### GIVEN DATA ###
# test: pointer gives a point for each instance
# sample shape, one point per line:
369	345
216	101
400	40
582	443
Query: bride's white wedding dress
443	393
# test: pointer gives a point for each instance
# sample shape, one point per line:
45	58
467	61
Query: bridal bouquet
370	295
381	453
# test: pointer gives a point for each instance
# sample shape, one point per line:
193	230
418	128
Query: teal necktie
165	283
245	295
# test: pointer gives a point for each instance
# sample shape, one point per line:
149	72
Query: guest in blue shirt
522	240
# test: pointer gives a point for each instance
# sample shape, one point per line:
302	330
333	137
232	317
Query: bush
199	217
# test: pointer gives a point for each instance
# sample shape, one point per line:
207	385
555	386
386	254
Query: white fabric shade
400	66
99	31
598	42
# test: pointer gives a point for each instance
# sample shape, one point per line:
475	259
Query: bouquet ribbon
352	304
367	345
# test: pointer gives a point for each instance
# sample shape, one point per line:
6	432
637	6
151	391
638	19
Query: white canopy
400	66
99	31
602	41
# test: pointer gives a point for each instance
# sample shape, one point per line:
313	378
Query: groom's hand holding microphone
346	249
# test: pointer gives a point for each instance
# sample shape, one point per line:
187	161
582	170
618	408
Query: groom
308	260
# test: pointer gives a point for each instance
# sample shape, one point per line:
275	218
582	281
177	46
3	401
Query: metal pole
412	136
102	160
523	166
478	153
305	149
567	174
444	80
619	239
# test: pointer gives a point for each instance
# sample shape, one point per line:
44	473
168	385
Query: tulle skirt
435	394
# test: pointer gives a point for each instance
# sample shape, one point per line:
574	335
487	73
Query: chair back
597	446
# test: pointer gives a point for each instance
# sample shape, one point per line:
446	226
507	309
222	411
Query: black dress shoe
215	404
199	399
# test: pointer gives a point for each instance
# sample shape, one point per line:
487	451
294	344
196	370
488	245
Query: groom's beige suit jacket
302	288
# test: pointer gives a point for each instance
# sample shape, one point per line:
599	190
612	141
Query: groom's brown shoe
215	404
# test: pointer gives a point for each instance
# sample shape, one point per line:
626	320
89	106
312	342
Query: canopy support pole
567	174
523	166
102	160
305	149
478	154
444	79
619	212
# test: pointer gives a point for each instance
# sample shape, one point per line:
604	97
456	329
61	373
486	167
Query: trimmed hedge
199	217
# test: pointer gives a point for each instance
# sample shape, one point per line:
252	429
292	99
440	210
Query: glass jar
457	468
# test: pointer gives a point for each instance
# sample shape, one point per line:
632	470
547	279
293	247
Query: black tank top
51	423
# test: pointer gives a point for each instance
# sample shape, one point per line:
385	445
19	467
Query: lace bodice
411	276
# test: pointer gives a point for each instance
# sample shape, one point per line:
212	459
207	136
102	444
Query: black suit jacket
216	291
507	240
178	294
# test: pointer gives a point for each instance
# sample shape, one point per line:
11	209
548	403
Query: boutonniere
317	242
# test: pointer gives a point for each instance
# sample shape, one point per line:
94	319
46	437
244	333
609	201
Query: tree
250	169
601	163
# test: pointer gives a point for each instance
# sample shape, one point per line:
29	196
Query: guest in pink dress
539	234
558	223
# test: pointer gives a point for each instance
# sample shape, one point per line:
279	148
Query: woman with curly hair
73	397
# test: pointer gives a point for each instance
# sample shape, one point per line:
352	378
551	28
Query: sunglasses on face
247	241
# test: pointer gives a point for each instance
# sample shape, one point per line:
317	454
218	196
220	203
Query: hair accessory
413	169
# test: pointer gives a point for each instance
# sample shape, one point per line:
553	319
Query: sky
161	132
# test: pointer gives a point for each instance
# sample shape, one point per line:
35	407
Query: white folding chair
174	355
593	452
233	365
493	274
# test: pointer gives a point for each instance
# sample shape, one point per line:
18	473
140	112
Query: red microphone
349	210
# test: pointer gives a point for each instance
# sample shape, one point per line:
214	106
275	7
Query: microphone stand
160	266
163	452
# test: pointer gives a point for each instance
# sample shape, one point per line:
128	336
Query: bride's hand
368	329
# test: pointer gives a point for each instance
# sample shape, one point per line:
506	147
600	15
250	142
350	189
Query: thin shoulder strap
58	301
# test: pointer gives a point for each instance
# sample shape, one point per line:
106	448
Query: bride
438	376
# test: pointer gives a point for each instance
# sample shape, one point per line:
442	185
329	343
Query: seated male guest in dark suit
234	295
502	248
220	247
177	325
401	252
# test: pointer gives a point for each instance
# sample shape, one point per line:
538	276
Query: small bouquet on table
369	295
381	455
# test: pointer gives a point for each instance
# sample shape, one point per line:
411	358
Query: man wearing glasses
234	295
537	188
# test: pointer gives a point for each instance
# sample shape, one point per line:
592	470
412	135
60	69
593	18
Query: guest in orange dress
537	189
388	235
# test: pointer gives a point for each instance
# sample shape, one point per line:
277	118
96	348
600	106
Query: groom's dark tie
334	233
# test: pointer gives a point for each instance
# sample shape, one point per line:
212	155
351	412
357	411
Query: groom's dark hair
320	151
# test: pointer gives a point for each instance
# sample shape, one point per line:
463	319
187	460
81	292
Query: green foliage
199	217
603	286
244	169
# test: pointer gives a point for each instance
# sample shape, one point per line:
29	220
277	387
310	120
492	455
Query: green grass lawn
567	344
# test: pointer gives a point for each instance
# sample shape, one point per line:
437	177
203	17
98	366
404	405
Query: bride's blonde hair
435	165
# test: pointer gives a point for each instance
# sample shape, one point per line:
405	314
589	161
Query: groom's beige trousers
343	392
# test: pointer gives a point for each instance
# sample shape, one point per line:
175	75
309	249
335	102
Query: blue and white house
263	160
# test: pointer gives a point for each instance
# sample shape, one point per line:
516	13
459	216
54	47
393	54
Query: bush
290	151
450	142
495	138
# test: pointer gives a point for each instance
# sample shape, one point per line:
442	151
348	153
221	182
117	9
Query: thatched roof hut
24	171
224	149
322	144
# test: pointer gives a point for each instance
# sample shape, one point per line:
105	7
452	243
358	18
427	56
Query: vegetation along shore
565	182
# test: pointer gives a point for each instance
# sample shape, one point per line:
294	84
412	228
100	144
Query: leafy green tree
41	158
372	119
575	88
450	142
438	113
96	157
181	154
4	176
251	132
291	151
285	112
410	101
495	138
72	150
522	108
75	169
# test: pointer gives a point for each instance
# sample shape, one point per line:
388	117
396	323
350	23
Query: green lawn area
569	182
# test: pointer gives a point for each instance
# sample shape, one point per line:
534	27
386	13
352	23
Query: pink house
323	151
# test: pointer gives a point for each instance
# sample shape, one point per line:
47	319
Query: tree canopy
###
Restate every entry word for word.

### RESPONSE TO THE EXERCISE
# test: pointer gives a point for each instance
# sample shape, one point per line:
369	345
216	101
400	40
582	443
Query: bride's white wedding dress
443	393
# test: pointer gives a point for each instance
# sample shape, one point per line:
45	58
467	61
Query: bridal bouquet
370	295
381	453
# test: pointer gives a point for each instance
# sample shape, one point per line:
193	230
418	128
Query: teal necktie
165	283
245	295
# test: pointer gives a point for each instance
# sample shape, one point per line:
149	72
Query: guest in blue shirt
522	240
# test: pointer gives a point for each instance
# sample shape, one point per line:
302	330
333	137
232	317
Query: bush
199	217
# test: pointer gives a point for each instance
# sample shape, one point per line:
207	385
555	386
386	254
Query: white fabric shade
400	66
99	31
598	42
# test: pointer gives a point for each instance
# sample shape, one point per line:
475	259
Query: bouquet ribbon
352	304
367	345
# test: pointer gives a point for each instance
# sample shape, one point per line:
6	432
637	6
151	391
638	19
Query: white canopy
400	66
99	31
602	41
# test: pointer gives a point for each instance
# sample shape, one point per line:
313	378
Query: groom's hand holding microphone
346	249
# test: pointer gives a point for each instance
# sample shape, one point per line:
187	161
582	170
618	408
Query: groom
308	260
# test: pointer gives a point for each instance
# sample shape, one point per line:
275	218
582	281
177	46
3	401
Query: metal pole
412	136
102	160
523	166
478	153
305	149
567	174
444	80
619	239
# test: pointer gives a point for each instance
# sample shape, one point per line:
44	473
168	385
Query: tulle skirt
435	394
# test: pointer gives a point for each instance
# sample shape, one point per line:
574	335
487	73
Query: chair back
597	446
# test: pointer gives a point for each instance
# sample shape, one point per line:
446	226
507	309
222	411
Query: black dress shoe
215	404
199	399
# test: pointer gives a point for each instance
# sample shape, one point per line:
487	451
294	344
196	370
488	245
Query: groom's beige suit jacket
302	288
# test: pointer gives a point for each instance
# sample shape, one point per line:
599	190
612	141
Query: groom's brown shoe
215	404
# test: pointer gives a point for each instance
# sample shape, one point per line:
626	320
89	106
312	342
Query: canopy support pole
567	174
523	166
102	160
305	149
478	154
444	79
619	212
# test: pointer gives a point for each instance
# sample shape, one point per line:
604	97
456	329
61	373
486	167
Query: trimmed hedge
199	217
# test: pointer gives a point for each instance
# sample shape, one point per line:
252	429
292	99
440	210
Query: glass jar
457	468
# test: pointer gives a point for each instance
# sample shape, one point per line:
632	470
547	279
293	247
Query: black tank top
51	423
# test: pointer gives a point for each instance
# sample shape, one point per line:
385	445
19	467
Query: lace bodice
411	276
# test: pointer gives a point for each instance
# sample shape, one point per line:
212	459
207	136
102	444
Query: black suit jacket
216	291
507	240
178	294
# test: pointer gives a point for each instance
# sample shape, one point per line:
11	209
548	403
Query: boutonniere
317	242
# test: pointer gives a point for each instance
# sample shape, one point per line:
94	319
46	437
244	333
609	201
Query: tree
250	169
601	163
# test: pointer gives a point for each instance
# sample shape, one point per line:
29	196
Query: guest in pink dress
539	234
558	223
# test: pointer gives a point for each instance
# sample shape, one point per line:
279	148
Query: woman with curly hair
73	397
# test: pointer gives a point for each instance
# sample shape, one point per line:
352	378
551	28
Query: sunglasses on face
247	241
# test: pointer gives a point for each instance
# sample shape, one point per line:
317	454
218	196
220	203
Query: hair accessory
413	169
# test: pointer gives a point for each instance
# sample shape, one point per line:
553	319
Query: sky
161	132
# test: pointer gives a point for each instance
# sample shape, one point per line:
35	407
Query: white folding chair
174	355
593	452
233	365
493	274
# test: pointer gives a point for each instance
# sample shape, one point per line:
18	473
140	112
Query: red microphone
349	210
# test: pointer gives a point for each instance
# sample shape, one point per line:
214	106
275	7
Query: microphone stand
160	266
163	452
# test: pointer gives a point for each instance
# sample shape, one point per line:
128	336
Query: bride's hand
368	329
# test: pointer gives a point for each instance
# sample shape, one point per line:
506	147
600	15
250	142
350	189
Query: thin shoulder strap
58	301
# test: pointer gives a point for each instance
# sample shape, one point per line:
106	448
Query: bride
438	376
# test: pointer gives a point for each instance
# sample shape, one point per line:
442	185
329	343
Query: seated male guest in dark suit
234	295
502	248
220	247
177	325
401	252
# test: pointer gives a point for each instance
# sample shape, one point per line:
538	276
Query: small bouquet on table
369	295
381	455
# test: pointer gives a point for each instance
# sample shape, one point per line:
411	358
Query: man wearing glasses
234	295
537	188
# test: pointer gives a point for each instance
# sample shape, one point per line:
592	470
412	135
60	69
593	18
Query: guest in orange dress
537	189
388	235
# test: pointer gives a point for each instance
# sample shape, one point per line:
277	118
96	348
600	106
Query: groom's dark tie
334	233
# test: pointer gives a point for each instance
# sample shape, one point per line:
212	155
351	412
357	411
Query: groom's dark hair
320	151
# test: pointer gives a point for each instance
# sample shape, one point per line:
463	319
187	460
81	292
Query: green foliage
199	217
603	286
244	169
# test: pointer gives a point for each instance
# sample shape, one point per line:
29	220
277	387
310	120
492	455
Query: green grass lawn
567	344
# test: pointer gives a point for each instance
# sample shape, one point per line:
437	177
203	17
98	366
404	405
Query: bride's blonde hair
435	165
# test: pointer gives a point for each instance
# sample shape, one point per line:
405	314
589	161
Query: groom's beige trousers
343	392
# test: pointer gives a point for each instance
# sample shape, one point per line:
175	75
309	249
335	102
Query: blue and white house
263	160
# test: pointer gives a point for each instance
# sample shape, one point per line:
516	13
459	216
54	47
393	54
Query: bush
290	151
450	142
495	138
# test: pointer gives a point for each instance
# sample shape, one point per line:
442	151
348	153
221	182
117	9
Query: thatched roof hut
24	171
224	149
322	144
# test: pointer gives a point for each instance
# sample shape, one point per line:
105	7
452	243
358	18
427	56
Query: vegetation along shore
565	182
# test: pointer gives a point for each instance
# sample shape, one point per line:
294	84
412	228
100	144
Query: leafy green tree
41	158
372	119
575	88
450	142
438	113
96	157
181	154
4	176
251	132
291	151
285	112
410	101
495	138
72	150
522	108
75	169
# test: pointer gives a point for each instance
# sample shape, one point per line:
388	117
396	323
350	23
Query: green lawn area
569	182
# test: pointer gives a point for each instance
# sample shape, one point per line:
534	27
386	13
352	23
Query: pink house
323	151
# test: pointer gives a point for each instance
# sample shape, one point per line:
47	319
Query: tree canopy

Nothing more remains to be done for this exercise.